Task item.
Copy every record exactly as it appears in the data below.

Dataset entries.
──────────

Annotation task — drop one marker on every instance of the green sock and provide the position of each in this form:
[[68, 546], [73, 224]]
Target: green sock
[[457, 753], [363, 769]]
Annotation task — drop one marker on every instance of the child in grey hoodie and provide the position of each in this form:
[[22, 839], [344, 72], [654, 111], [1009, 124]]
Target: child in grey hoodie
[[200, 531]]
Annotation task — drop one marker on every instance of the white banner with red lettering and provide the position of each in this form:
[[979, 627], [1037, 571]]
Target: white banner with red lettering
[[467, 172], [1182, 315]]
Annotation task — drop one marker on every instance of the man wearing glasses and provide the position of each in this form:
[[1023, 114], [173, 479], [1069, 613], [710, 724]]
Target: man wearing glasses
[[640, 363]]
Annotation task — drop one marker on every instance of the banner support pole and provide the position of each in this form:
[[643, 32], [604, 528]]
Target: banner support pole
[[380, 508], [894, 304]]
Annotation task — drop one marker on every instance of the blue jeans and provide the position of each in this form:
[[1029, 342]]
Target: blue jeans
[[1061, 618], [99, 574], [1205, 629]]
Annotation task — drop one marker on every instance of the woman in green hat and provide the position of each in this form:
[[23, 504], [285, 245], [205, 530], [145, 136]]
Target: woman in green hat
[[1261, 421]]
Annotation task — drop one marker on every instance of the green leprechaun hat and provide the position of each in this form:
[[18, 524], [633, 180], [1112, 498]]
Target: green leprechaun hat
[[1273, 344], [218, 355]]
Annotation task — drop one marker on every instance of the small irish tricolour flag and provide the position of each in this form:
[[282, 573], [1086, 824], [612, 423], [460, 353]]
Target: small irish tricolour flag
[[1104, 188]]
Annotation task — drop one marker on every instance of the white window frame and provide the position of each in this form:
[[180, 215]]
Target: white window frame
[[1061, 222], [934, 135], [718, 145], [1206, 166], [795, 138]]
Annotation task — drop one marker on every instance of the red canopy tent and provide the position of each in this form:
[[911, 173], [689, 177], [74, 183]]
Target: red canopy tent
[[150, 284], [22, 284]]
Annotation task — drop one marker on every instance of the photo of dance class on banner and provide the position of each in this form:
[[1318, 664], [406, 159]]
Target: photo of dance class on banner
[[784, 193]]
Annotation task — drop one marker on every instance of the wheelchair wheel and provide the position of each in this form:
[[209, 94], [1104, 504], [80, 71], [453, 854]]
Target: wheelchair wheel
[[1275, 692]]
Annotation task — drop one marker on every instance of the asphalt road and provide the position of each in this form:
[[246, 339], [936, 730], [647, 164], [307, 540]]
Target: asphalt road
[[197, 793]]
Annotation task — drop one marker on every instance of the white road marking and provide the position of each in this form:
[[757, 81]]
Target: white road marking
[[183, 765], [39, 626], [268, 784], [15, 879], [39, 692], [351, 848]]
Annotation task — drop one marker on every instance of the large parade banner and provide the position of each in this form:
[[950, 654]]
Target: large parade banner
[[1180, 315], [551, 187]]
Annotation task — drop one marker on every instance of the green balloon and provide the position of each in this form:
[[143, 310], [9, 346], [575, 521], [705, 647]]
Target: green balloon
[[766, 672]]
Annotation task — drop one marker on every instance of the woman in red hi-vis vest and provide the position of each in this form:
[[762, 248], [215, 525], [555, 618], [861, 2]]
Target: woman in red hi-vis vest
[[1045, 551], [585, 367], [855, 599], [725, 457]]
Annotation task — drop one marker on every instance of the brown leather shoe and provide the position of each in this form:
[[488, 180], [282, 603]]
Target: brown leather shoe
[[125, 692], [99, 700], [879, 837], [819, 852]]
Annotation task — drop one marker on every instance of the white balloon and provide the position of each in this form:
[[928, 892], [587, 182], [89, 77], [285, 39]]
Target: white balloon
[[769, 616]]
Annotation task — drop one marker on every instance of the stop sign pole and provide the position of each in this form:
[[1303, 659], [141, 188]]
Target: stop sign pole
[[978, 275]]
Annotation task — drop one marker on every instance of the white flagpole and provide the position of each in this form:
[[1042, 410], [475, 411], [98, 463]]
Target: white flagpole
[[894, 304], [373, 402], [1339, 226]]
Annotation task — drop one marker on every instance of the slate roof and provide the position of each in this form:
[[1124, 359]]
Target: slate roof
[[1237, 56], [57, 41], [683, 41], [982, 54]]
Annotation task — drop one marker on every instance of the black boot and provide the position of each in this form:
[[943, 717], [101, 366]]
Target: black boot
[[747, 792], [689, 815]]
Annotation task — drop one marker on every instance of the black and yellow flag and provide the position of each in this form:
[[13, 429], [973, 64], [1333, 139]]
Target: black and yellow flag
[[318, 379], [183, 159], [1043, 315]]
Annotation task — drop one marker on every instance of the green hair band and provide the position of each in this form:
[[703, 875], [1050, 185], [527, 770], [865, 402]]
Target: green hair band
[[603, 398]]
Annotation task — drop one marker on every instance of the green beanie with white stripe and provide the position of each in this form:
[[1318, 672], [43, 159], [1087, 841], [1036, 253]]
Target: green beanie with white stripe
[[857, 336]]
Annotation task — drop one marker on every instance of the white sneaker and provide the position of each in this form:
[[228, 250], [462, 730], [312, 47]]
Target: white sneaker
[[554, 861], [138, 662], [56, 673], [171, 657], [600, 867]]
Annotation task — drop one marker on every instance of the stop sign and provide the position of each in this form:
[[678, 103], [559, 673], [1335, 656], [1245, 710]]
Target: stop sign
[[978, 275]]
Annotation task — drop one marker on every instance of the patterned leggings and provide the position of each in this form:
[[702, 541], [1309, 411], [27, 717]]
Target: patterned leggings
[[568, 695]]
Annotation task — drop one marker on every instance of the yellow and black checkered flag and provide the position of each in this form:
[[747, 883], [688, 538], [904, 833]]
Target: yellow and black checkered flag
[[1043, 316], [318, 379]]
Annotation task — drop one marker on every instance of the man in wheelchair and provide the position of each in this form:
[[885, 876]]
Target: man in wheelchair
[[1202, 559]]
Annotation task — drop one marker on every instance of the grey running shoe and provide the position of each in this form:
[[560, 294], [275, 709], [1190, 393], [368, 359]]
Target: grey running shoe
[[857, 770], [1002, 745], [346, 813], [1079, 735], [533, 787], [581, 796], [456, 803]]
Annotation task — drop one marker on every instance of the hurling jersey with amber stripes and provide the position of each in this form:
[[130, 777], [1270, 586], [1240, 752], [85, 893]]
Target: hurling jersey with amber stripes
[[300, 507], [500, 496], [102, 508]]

──────────

Response to the exercise.
Annotation task — drop one marker on every instance of the green sock and provide the position of each in this form:
[[68, 546], [73, 224]]
Target: green sock
[[457, 753], [363, 769]]
Annotation task — drop one marker on every instance of the child in grey hoodie and provide the position of each in this form:
[[22, 839], [344, 72], [654, 111], [1009, 124]]
Target: child in grey hoodie
[[200, 531]]
Annotation task — drop one marker on every instance of the white banner with red lettering and provide the position of each in this form:
[[979, 627], [1037, 571]]
Target: white banner with red lettering
[[467, 172], [1182, 315]]
Annotation task — drop one marker on every instance of the man wearing glasses and provide the position of each in this form:
[[1023, 114], [173, 479], [1069, 613], [710, 724]]
Target: man wearing glasses
[[640, 363]]
Annotation task — drop one marker on every instance of the banner support pole and provide the position of each in this form:
[[643, 32], [604, 528]]
Target: banner support pole
[[380, 508], [894, 304]]
Annotation task — drop one marker on every instance of the blue jeans and provide the position of each in this form:
[[1029, 342]]
Target: blue jeans
[[1061, 618], [99, 574], [1205, 629]]
Annotation task — drop one marker on every instance of the woman in green hat and provide the position of each in this form:
[[23, 504], [285, 245], [205, 530], [145, 136]]
Target: woman in green hat
[[1261, 421]]
Annotation task — drop one marker on every instance of the green leprechaun hat and provide the position of each in this form:
[[18, 524], [633, 180], [1112, 498]]
Target: green leprechaun hat
[[1273, 344], [218, 355]]
Annotation task — drop one marker on every instance of the small irish tricolour flag and provide the position of each in this form:
[[282, 573], [1086, 824], [612, 423], [460, 353]]
Target: small irish tricolour flag
[[1104, 188]]
Annotation task — drop one marker on every instance of the white window frame and provide the position of each in this form:
[[180, 215]]
Target: white window frame
[[1061, 222], [934, 135], [718, 145], [1206, 166], [795, 138]]
Annotation task — drop one marker on every instance of the red canopy tent and provide the position of each in this form:
[[911, 173], [689, 177], [74, 183]]
Target: red canopy tent
[[150, 284], [22, 284]]
Annotation task — drop one marker on every instance of the photo of dance class on banner and provide the position of each in this form:
[[1318, 664], [406, 159]]
Target: photo of dance class on banner
[[784, 193]]
Annotation task — drop one marker on every instance of the wheelchair wheel and provide the position of each in this form:
[[209, 94], [1104, 504], [80, 71], [453, 854]]
Target: wheelchair wheel
[[1275, 692]]
Annotation task — drop one marker on every instance of the asphalt road and provide the position of each in this form:
[[246, 339], [936, 730], [647, 164], [307, 540]]
Target: asphalt road
[[197, 793]]
Annotation task — drop one marker on every instance of the white road marking and provide the position of each in this form:
[[757, 81]]
Target: white road marking
[[183, 765], [39, 626], [268, 784], [15, 879], [39, 692], [351, 848]]
Annotation task — drop one marker on every instance of the large parade banner and provide the position of each in this form:
[[950, 654]]
Target: large parade banner
[[1180, 315], [551, 187]]
Annotation task — drop one marker on every instance of the green balloon and provide the position of each in this form:
[[143, 310], [9, 346], [575, 521], [705, 647]]
Target: green balloon
[[766, 672]]
Annotation task — drop one marker on every instance of the woman in red hi-vis vest and provide the position of each in this form:
[[762, 248], [215, 525], [555, 618], [861, 2]]
Target: woman in red hi-vis vest
[[1045, 551], [585, 367], [855, 599], [725, 457]]
Annotation task — drop one marker on every instance of the brown leather shoe and provide the position of each in this form:
[[488, 180], [282, 603]]
Target: brown leather shoe
[[125, 692], [99, 700], [879, 837], [819, 852]]
Annotation task — drop one marker on every instance of the white balloon and provide the position of each in this form:
[[928, 892], [587, 182], [89, 77], [285, 39]]
Target: white balloon
[[769, 616]]
Annotation task — drop one marker on every instance of the stop sign pole and provide the position of each in this form:
[[1303, 659], [141, 188]]
Target: stop sign pole
[[978, 275]]
Annotation task — drop one marker on every instance of the white flagpole and provide the position of each in this form:
[[1042, 410], [475, 411], [98, 463]]
Target: white flagpole
[[894, 304], [373, 402], [1339, 226]]
Annotation task — drop one marker on every instance of the slate roof and provide the position of each in this form:
[[1124, 359]]
Target: slate roof
[[1237, 56], [57, 41], [683, 41], [982, 54]]
Annotation task — drop one marker on every instance of the black boot and provide the position of each in this form:
[[943, 717], [101, 366]]
Target: black boot
[[747, 792], [689, 815]]
Annotation task — drop one marker on every instance of the black and yellow flag and provide the position of each in this form:
[[13, 429], [973, 64], [1333, 139]]
Target: black and yellow flag
[[318, 379], [183, 159], [1043, 315]]
Annotation task — drop one marker on every instance of the green hair band and provide the position of each in this form:
[[703, 875], [1050, 185], [527, 770], [865, 402]]
Target: green hair band
[[603, 398]]
Annotation task — drop one marker on every instance of the green beanie with white stripe and provide the position of each in this form:
[[1318, 672], [43, 159], [1087, 841], [1036, 253]]
Target: green beanie with white stripe
[[857, 336]]
Annotation task — drop one marker on every instance of the white sneaker and provide the position of each in this form:
[[228, 250], [462, 730], [312, 47]]
Target: white sneaker
[[554, 861], [138, 662], [56, 673], [171, 657], [600, 867]]
Annotation task — drop one marker on every instance of the stop sign and provide the position of each in this form:
[[678, 103], [559, 673], [1335, 656], [1245, 710]]
Target: stop sign
[[978, 275]]
Annotation task — drop one marker on every instance of the patterned leggings and provide the position of each in this form:
[[702, 541], [1309, 411], [27, 717]]
Target: patterned leggings
[[568, 695]]
Annotation task — drop one marker on every instance of the yellow and black checkered flag and provide the position of each in this form:
[[747, 883], [688, 538], [904, 833]]
Target: yellow and black checkered flag
[[1043, 316], [318, 379]]
Annotation task — drop one marker on every instance of the man in wheelchair and provide the position of each in this form:
[[885, 876]]
Target: man in wheelchair
[[1202, 559]]
Annotation task — drop one marker on every instance of the grey running shoe and provide the position of each in this form:
[[560, 294], [275, 709], [1190, 393], [368, 359]]
Target: grey running shoe
[[857, 770], [1002, 745], [346, 813], [1079, 735], [533, 787], [581, 796], [456, 803]]
Annotation task — drop one marker on every instance of the hurling jersey with amber stripes and provide the position of each in this form:
[[130, 777], [1270, 586], [1240, 752], [85, 893]]
Target: hurling jersey with amber stripes
[[300, 507], [500, 496], [102, 508]]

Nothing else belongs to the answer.